Records shown

————

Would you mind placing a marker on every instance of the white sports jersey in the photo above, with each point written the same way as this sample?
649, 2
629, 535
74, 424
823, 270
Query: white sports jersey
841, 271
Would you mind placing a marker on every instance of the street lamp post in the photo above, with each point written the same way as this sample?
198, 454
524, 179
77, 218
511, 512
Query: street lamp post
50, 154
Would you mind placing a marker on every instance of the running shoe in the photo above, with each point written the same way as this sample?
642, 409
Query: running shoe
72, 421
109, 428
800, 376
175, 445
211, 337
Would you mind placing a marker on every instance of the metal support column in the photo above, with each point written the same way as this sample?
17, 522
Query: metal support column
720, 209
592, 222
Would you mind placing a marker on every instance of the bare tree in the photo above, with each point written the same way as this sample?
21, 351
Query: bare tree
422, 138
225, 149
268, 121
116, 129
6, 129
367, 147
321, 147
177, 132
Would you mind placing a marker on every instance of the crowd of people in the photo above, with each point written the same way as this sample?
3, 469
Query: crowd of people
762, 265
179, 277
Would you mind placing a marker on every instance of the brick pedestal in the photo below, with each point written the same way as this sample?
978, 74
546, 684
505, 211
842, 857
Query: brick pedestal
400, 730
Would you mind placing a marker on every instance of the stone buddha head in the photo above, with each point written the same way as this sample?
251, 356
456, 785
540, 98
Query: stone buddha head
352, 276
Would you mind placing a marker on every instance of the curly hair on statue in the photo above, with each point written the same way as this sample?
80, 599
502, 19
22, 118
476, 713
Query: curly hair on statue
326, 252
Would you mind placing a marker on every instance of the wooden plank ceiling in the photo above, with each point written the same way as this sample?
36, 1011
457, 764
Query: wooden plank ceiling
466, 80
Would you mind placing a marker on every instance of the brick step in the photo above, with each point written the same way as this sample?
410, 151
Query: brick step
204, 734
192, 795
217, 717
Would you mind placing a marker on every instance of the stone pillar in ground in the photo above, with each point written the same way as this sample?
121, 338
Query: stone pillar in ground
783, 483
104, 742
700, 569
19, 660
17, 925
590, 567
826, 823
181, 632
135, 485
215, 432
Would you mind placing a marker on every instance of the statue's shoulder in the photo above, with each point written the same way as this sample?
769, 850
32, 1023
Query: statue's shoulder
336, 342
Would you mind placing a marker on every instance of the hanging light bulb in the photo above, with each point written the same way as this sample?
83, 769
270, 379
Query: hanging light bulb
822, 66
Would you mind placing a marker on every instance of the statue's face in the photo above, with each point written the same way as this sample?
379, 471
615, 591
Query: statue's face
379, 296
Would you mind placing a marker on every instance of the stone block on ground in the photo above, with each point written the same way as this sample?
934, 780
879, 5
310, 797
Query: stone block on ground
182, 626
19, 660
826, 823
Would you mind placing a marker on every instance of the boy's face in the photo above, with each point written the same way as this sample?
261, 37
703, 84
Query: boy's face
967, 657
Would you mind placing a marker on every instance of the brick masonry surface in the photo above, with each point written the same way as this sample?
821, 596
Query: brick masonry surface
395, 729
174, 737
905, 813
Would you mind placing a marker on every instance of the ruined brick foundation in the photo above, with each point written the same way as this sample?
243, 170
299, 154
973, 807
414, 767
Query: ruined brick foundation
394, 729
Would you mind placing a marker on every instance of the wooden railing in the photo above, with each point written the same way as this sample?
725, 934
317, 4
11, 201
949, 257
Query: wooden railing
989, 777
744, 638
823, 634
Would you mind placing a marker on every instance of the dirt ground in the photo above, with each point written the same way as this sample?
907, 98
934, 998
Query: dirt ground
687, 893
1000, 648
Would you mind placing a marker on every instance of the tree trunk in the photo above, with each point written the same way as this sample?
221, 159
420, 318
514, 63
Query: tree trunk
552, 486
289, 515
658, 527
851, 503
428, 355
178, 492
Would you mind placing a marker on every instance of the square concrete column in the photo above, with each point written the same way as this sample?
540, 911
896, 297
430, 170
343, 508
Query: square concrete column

————

Request
Return every one of the rows above verbatim, with no change to any line.

Answer to the task
Would you mind placing a marker on every instance of the white sports jersey in the photo above, with each point written the same way as this sample?
649, 2
629, 535
74, 424
823, 270
Query: white sports jersey
841, 271
Would you mind placing a marker on every instance of the street lamp post in the photo above, with each point written the same way as this sample?
198, 454
524, 179
77, 218
511, 512
Query: street lamp post
50, 154
Would you mind placing a marker on every instance of the running shoe in the photo above, with each point written the same way as this sample?
642, 409
Query: running shoe
72, 421
109, 428
800, 376
175, 445
211, 337
Would you mind placing a marker on every instance of the metal support column in the photo above, with each point written the same way as this sample?
17, 522
Query: metal support column
720, 209
592, 222
Would you mind placing a marker on every instance of the bare tree in the photo above, with each point written the same way as this sample?
21, 351
Query: bare tree
422, 138
225, 149
268, 121
116, 129
6, 129
367, 147
321, 147
177, 132
Would you mind placing a marker on every instance of the crowd of people in the photo above, with each point written the same way as this sample?
3, 469
Query: crowd of people
762, 265
179, 277
Would you mind placing a marker on every instance of the brick pedestal in the photo below, with each point written the same way as this sample?
978, 74
546, 684
505, 211
842, 857
Query: brick pedestal
400, 730
Would you mind placing a marker on every instance of the stone buddha head in the photo above, with each point written the same way as this sample?
251, 356
456, 785
540, 98
Query: stone buddha head
352, 276
Would you mind placing a marker on every instance of the curly hair on statue in the photo above, with each point written the same way as this sample?
80, 599
502, 19
22, 118
476, 713
Query: curly hair on statue
326, 252
Would you mind placing a marker on every instance of the wooden plank ceiling in the photo above, with each point written the same way as this sample?
36, 1011
457, 764
Query: wooden plank ceiling
466, 80
Would you mind placing a marker on every instance of the brick step in the photo above, with each point written the same way as this sample?
410, 151
Query: brick step
204, 734
192, 795
217, 717
Would you mind placing a marker on every instance of the stone pillar in ground in the photo above, with each point written the same way as this sample?
121, 338
Query: stone pillar in ground
783, 483
104, 742
700, 569
19, 660
17, 925
590, 567
826, 823
181, 632
135, 485
215, 432
Would you mind placing a marker on every instance of the statue's shoulder in the photo above, with each point written the same way as this sample?
769, 850
32, 1023
Query: statue's shoulder
336, 342
Would you mind placing a marker on every instance of the hanging light bulb in the photo above, with each point written the same way as this sample?
83, 769
270, 379
Query: hanging light bulb
822, 66
Would you mind placing a marker on every instance of the statue's face in the photo above, with each point written the same way as this sample?
379, 471
615, 591
Query: statue's face
379, 296
Would you mind placing a marker on every instance of the stone block on ground in the photo above, with each point written the same way as this sample?
934, 780
879, 5
310, 797
Query: stone block on ground
182, 626
19, 660
826, 823
Would you mind placing a marker on every instance of the boy's face in the photo above, with each point written the same way as this sample?
261, 37
703, 84
Query: boy's face
967, 657
Would you mind placing a marker on every instance of the brick masonry surface in the photo above, with each point written the same way as this sample?
821, 596
Query: brick masonry surface
395, 729
174, 737
905, 813
Would you mind placing a marker on every instance of the ruined brick foundation in the photo above, with each point written the same way as this sample?
243, 170
299, 154
973, 807
414, 767
Query: ruined brick foundation
394, 729
Would you mind placing a marker on every instance of the wooden railing in the photo above, with each point written the same way as this sample?
725, 934
317, 4
11, 201
949, 257
Query: wooden railing
989, 777
744, 638
823, 634
Would you mind placing a marker on every instance of the dirt ground in the photo above, with each point written the same way as this sample?
907, 98
934, 998
Query: dirt ground
687, 893
1000, 648
Would you mind placing a marker on every instance of the tree trunk in the photo above, with each point written the same way as this sample?
221, 159
420, 318
514, 63
Query: tree trunk
552, 486
289, 515
658, 527
851, 503
428, 355
178, 492
Would you mind placing a marker on every instance of the square concrete column in the photo above, with each point written the same way as this sample?
540, 911
896, 297
430, 170
343, 508
Query: square concrete column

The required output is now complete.